Give again, word for word, only the lines from the one containing "Please put a point on the logo" through the final line.

Dataset records >>
┄┄┄┄┄┄

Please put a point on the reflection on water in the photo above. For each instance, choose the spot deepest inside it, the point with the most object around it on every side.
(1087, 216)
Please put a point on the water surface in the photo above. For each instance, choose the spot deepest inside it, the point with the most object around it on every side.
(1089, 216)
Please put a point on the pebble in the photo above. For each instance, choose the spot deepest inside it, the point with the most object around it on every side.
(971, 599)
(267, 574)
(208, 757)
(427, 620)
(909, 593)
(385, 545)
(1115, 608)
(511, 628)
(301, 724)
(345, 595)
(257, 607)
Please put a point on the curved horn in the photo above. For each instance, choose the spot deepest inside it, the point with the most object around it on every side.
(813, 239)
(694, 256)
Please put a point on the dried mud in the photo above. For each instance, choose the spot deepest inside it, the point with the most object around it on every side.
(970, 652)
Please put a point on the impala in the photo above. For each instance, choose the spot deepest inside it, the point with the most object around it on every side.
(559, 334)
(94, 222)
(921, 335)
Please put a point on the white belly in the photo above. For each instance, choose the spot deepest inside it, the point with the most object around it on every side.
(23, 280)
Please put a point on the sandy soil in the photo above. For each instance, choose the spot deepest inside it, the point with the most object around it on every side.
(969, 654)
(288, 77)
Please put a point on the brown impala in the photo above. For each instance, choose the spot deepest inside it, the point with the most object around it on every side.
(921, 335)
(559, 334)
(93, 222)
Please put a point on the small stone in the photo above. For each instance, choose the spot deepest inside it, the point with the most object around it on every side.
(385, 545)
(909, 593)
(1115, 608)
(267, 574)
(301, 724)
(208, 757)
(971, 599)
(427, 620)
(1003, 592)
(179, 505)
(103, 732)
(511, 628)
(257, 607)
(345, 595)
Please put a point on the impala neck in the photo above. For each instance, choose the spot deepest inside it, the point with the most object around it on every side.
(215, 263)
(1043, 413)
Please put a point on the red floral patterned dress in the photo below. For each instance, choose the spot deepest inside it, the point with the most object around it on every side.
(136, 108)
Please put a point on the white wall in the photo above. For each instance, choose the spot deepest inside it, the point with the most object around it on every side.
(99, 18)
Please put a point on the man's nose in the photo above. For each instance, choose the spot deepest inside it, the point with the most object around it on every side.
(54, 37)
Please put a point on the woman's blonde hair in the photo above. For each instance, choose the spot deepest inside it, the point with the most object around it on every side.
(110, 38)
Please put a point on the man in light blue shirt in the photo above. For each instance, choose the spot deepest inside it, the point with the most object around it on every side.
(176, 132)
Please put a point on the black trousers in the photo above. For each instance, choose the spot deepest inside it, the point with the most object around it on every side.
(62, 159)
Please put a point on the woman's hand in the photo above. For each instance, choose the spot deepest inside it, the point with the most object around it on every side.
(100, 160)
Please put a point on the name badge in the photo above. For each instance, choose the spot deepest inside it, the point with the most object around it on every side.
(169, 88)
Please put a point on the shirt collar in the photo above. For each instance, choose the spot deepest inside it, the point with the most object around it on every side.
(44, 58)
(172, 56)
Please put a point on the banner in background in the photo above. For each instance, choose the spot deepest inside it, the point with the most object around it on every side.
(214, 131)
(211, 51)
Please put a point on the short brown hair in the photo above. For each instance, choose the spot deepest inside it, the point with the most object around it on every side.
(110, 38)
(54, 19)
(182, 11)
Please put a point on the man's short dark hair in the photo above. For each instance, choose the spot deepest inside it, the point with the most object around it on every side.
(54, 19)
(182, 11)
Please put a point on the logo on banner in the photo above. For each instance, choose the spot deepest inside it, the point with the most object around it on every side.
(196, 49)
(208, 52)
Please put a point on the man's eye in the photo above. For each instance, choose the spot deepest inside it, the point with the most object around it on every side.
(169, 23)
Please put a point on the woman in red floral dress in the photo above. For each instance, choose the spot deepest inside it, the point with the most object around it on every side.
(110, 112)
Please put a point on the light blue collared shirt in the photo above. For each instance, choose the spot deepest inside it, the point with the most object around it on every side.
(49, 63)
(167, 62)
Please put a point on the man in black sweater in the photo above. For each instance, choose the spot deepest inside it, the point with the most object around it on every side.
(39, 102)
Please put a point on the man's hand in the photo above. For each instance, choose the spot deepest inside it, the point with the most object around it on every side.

┄┄┄┄┄┄

The result >>
Please put a point on the logo on banner in the photo above. For each instance, choose the spot deepest inside it, the point with the most object around it on every side.
(196, 49)
(208, 52)
Please put a point on the man's eye in the photo above. For each instance, choose the spot deepest inside it, the point with the most object around it on every side.
(169, 23)
Please put a point on the woman in red floral dress in the photo above. For each instance, choose the spot deepest inside it, the point with the most object around it on every side.
(110, 112)
Please put a point on the light blue collared shirt in the photo above. For each instance, choose the spot deepest inside it, the point with the most object around it on every side.
(49, 63)
(167, 62)
Please put a point on the man in black sweater in the photo above. For each instance, choose the spot deepest inside it, the point with the most object around it on every side.
(39, 102)
Please put a point on the man's hand in the photo above. For each instance, choose the spot deepest inside it, the point with the most object around it on every side.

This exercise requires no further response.